> [REQUIREMENT]:
In the entries that follow, the lines from the one with "Target: blue football helmet" through the one with "Where can the black sock" are the ones to write out, exactly and with both ends included. Nothing else should appear.

Referring expression pointing data:
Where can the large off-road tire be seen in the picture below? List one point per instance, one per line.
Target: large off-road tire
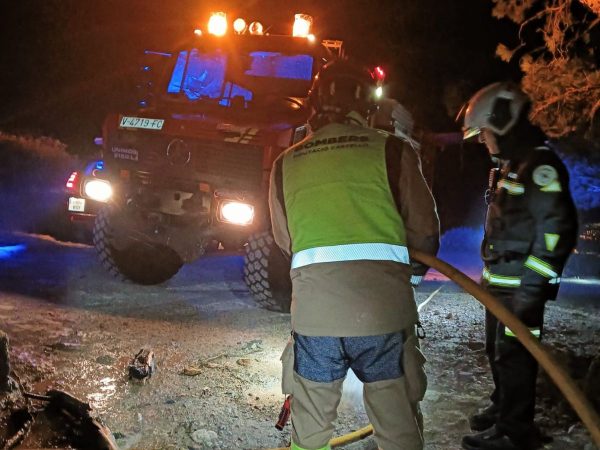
(267, 273)
(141, 262)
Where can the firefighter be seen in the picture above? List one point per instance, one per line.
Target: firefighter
(346, 203)
(530, 230)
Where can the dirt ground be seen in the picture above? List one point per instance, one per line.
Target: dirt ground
(72, 327)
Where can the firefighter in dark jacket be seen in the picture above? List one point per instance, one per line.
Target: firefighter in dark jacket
(346, 203)
(530, 230)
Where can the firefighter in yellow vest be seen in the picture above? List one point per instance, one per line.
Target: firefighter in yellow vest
(530, 230)
(346, 203)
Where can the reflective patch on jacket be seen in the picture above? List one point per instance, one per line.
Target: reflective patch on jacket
(540, 266)
(501, 280)
(512, 187)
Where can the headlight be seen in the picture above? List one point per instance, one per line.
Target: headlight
(237, 213)
(99, 190)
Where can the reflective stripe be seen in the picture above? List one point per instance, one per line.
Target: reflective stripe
(552, 187)
(541, 267)
(535, 331)
(415, 280)
(512, 187)
(501, 280)
(351, 252)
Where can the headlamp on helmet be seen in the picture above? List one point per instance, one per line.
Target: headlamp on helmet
(496, 107)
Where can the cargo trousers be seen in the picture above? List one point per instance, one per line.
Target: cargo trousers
(514, 369)
(391, 367)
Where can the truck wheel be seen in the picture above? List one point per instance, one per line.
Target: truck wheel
(141, 262)
(267, 273)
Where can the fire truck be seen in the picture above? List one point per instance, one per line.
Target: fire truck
(188, 168)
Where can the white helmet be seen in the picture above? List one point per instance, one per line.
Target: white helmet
(496, 107)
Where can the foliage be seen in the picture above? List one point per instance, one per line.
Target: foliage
(560, 75)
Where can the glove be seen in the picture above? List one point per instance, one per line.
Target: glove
(415, 280)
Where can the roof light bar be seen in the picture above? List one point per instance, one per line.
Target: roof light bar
(302, 25)
(217, 24)
(256, 28)
(239, 25)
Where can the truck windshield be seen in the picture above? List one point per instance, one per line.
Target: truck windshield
(222, 77)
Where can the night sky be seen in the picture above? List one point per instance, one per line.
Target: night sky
(66, 63)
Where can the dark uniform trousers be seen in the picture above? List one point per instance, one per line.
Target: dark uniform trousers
(513, 368)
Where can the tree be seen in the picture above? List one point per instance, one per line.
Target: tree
(559, 51)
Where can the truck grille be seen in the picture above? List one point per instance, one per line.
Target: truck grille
(221, 164)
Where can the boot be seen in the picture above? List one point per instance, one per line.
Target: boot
(494, 439)
(490, 439)
(484, 418)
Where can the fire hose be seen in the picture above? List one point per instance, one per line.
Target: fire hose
(542, 354)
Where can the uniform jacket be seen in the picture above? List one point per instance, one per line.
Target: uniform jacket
(361, 297)
(531, 226)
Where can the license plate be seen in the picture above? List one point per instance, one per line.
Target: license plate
(76, 204)
(141, 122)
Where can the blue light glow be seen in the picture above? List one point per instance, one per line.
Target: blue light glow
(276, 65)
(10, 251)
(584, 180)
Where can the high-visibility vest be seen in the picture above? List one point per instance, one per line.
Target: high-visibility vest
(338, 199)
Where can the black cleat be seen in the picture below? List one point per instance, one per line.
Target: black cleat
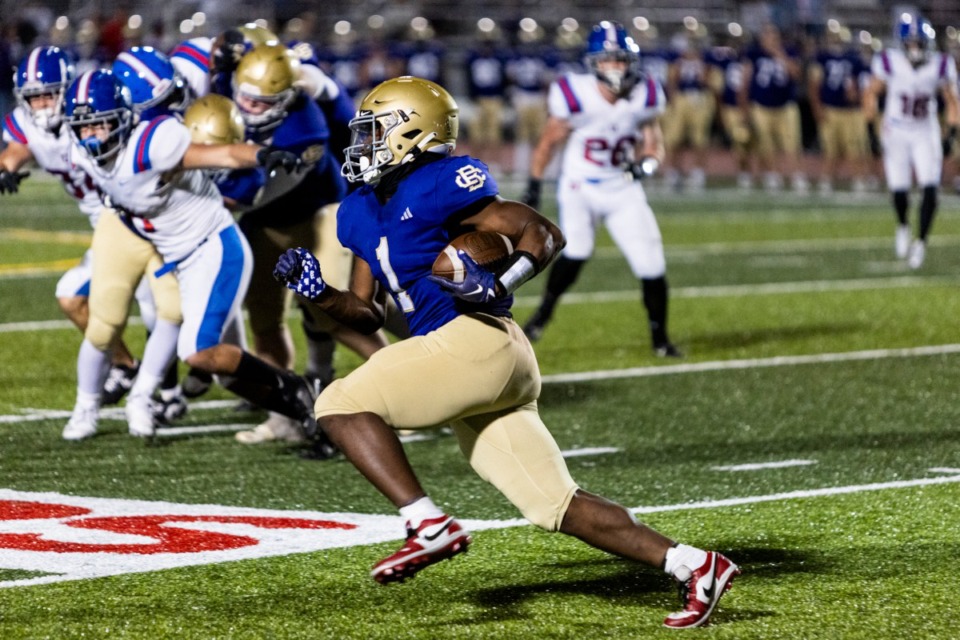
(119, 381)
(196, 383)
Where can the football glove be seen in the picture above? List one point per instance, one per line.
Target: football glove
(271, 159)
(299, 270)
(478, 285)
(876, 148)
(949, 140)
(10, 181)
(531, 197)
(227, 55)
(643, 169)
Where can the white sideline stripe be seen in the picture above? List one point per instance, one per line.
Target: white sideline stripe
(777, 361)
(610, 374)
(589, 451)
(807, 493)
(756, 466)
(206, 428)
(528, 302)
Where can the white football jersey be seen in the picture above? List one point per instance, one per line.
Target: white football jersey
(912, 92)
(52, 153)
(175, 210)
(191, 59)
(604, 134)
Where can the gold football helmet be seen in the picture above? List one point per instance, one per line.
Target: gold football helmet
(396, 121)
(214, 119)
(266, 74)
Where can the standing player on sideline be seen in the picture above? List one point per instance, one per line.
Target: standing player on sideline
(608, 120)
(151, 174)
(468, 363)
(912, 75)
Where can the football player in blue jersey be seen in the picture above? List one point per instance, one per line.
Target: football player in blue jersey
(291, 210)
(468, 363)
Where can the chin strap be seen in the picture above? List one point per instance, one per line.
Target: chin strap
(520, 267)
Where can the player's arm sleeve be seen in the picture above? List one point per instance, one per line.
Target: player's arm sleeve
(162, 145)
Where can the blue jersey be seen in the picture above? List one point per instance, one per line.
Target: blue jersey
(770, 84)
(401, 239)
(841, 77)
(304, 132)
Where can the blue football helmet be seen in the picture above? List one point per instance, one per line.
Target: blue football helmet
(916, 36)
(156, 87)
(94, 99)
(609, 41)
(45, 71)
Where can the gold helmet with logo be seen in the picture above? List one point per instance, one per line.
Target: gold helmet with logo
(266, 74)
(214, 119)
(254, 34)
(398, 120)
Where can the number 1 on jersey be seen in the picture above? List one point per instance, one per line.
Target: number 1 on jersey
(383, 257)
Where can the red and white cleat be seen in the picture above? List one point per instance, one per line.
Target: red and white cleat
(701, 592)
(434, 540)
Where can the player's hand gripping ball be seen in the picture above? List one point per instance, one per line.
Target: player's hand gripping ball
(299, 270)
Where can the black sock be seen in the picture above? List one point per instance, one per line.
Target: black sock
(170, 376)
(655, 300)
(928, 209)
(266, 386)
(562, 275)
(900, 205)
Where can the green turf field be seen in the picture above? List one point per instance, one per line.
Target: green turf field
(810, 433)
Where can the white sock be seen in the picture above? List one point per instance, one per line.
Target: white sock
(160, 350)
(422, 509)
(93, 366)
(88, 401)
(682, 560)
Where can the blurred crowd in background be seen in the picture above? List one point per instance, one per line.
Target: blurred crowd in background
(499, 69)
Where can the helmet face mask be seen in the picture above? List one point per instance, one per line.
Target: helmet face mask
(613, 57)
(46, 71)
(397, 121)
(156, 87)
(100, 114)
(264, 85)
(214, 119)
(916, 38)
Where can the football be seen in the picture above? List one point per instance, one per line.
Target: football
(489, 249)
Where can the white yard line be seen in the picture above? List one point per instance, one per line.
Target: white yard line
(759, 466)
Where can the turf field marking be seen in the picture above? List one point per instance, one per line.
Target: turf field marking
(756, 466)
(589, 451)
(753, 363)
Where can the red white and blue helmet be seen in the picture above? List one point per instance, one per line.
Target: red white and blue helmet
(156, 87)
(610, 41)
(916, 36)
(94, 98)
(45, 71)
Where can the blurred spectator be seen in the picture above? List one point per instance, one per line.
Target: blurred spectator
(686, 132)
(113, 32)
(834, 94)
(768, 96)
(726, 79)
(487, 81)
(421, 54)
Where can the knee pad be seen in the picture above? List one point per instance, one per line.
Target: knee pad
(101, 333)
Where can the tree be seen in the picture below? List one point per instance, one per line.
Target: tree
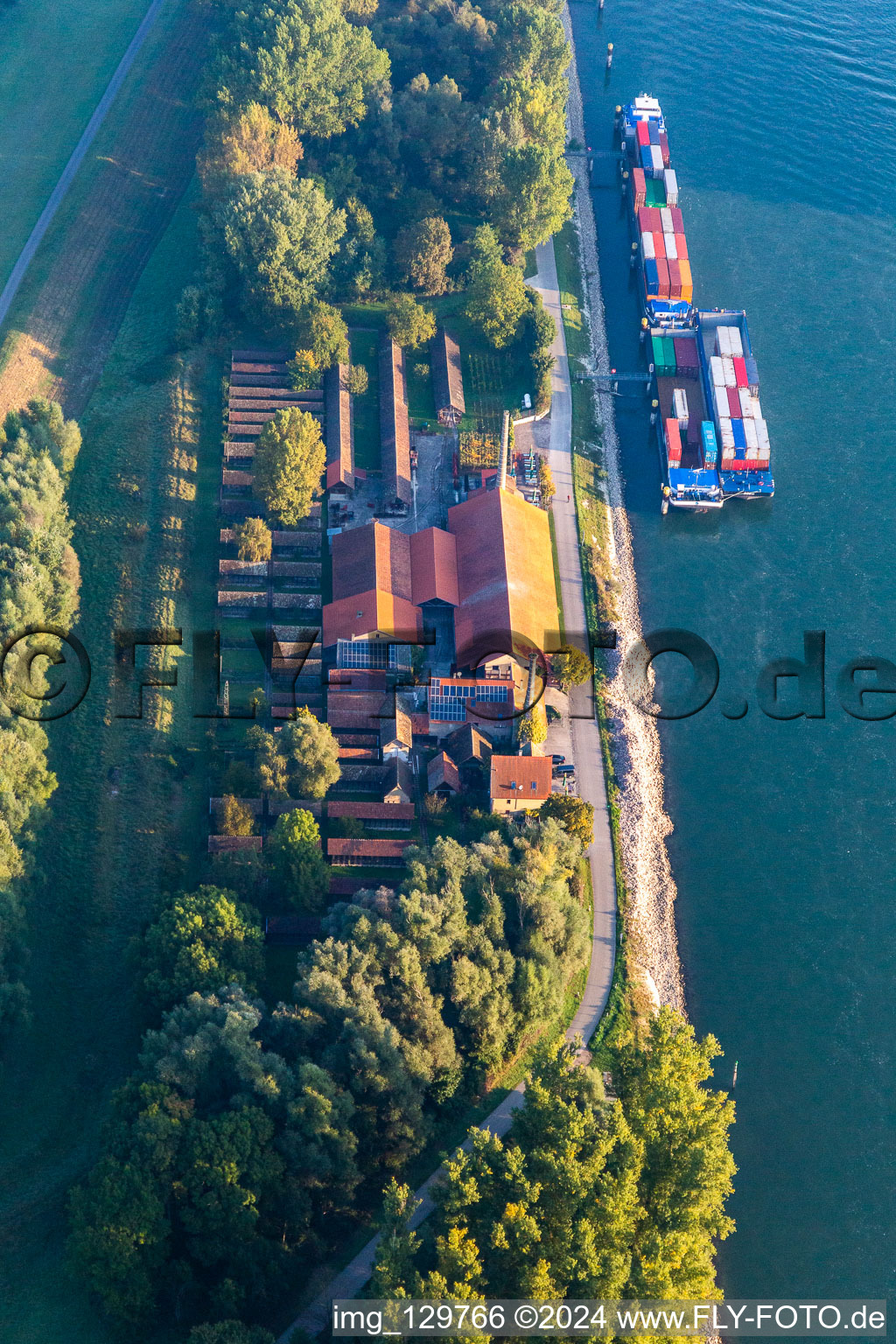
(321, 330)
(496, 296)
(246, 143)
(424, 252)
(304, 371)
(574, 815)
(202, 941)
(688, 1167)
(253, 541)
(281, 234)
(315, 70)
(289, 464)
(311, 752)
(571, 666)
(293, 852)
(228, 1332)
(547, 488)
(358, 381)
(234, 817)
(534, 726)
(269, 764)
(409, 323)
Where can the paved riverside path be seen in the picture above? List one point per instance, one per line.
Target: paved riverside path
(589, 761)
(67, 175)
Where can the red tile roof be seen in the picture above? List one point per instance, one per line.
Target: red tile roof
(373, 810)
(363, 848)
(434, 566)
(506, 577)
(508, 773)
(441, 770)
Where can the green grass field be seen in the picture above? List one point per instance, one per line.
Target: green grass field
(55, 62)
(113, 842)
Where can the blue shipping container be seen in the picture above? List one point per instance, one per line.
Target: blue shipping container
(708, 431)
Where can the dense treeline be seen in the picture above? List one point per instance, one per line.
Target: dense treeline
(584, 1199)
(39, 582)
(351, 150)
(248, 1141)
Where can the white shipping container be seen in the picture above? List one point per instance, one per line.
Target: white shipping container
(680, 406)
(762, 430)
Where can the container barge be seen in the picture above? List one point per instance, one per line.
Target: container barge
(712, 436)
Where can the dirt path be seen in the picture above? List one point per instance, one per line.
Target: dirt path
(140, 170)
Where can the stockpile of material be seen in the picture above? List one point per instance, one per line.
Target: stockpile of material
(735, 390)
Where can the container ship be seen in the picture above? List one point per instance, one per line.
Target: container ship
(713, 440)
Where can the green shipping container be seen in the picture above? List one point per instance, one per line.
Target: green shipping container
(654, 192)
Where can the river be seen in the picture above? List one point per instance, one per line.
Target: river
(782, 125)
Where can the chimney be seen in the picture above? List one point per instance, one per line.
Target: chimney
(506, 437)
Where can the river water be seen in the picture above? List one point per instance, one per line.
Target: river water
(782, 125)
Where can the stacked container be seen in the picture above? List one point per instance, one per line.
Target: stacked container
(680, 408)
(673, 443)
(710, 446)
(687, 356)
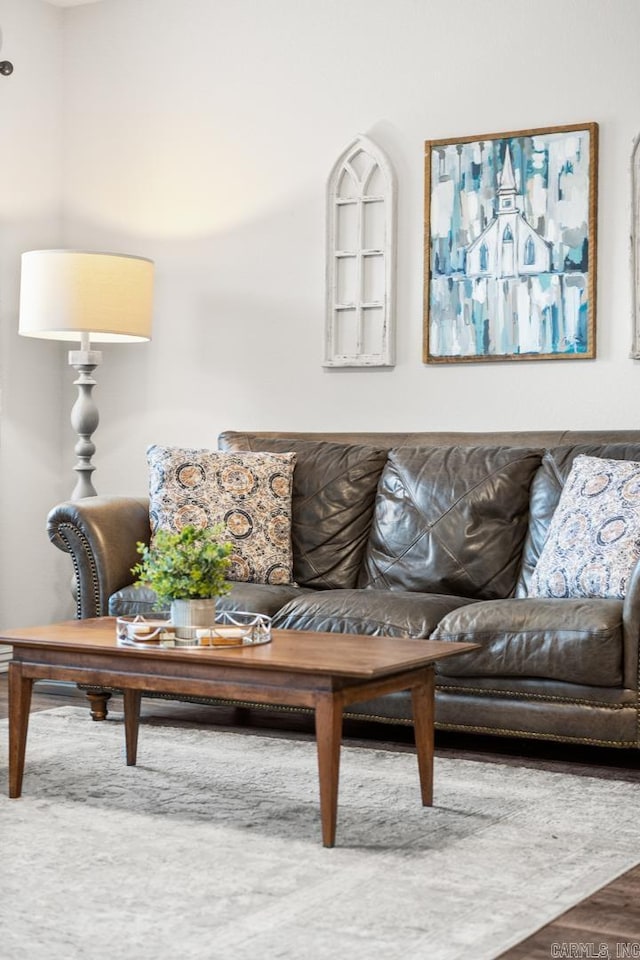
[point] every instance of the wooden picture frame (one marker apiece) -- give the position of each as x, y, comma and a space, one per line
510, 246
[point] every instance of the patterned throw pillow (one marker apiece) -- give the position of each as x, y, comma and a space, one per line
248, 493
593, 542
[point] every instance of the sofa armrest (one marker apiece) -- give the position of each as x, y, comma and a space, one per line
631, 631
100, 534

> [WRITTEN SOLUTION]:
Target: blue football helmet
(916, 36)
(156, 87)
(94, 99)
(609, 41)
(45, 71)
Where can the gold helmet with logo be seen in the picture above? List one point per instance, one per line.
Target: gold helmet with logo
(266, 74)
(214, 119)
(254, 34)
(398, 120)
Where can the number 1 on jersey be seen in the picture above? List one point per instance, one per line.
Target: number 1 on jersey
(383, 257)
Where can the red and white cleat be seen in the picture above? List one point per instance, one per line.
Target: red and white cleat
(701, 592)
(434, 540)
Where can the player's hand gripping ball be seen in the picture above? List one point per instance, one per line.
Target: player's hand gripping ball
(299, 270)
Where can the black sock be seen in the picture above? List one point per instance, one per line.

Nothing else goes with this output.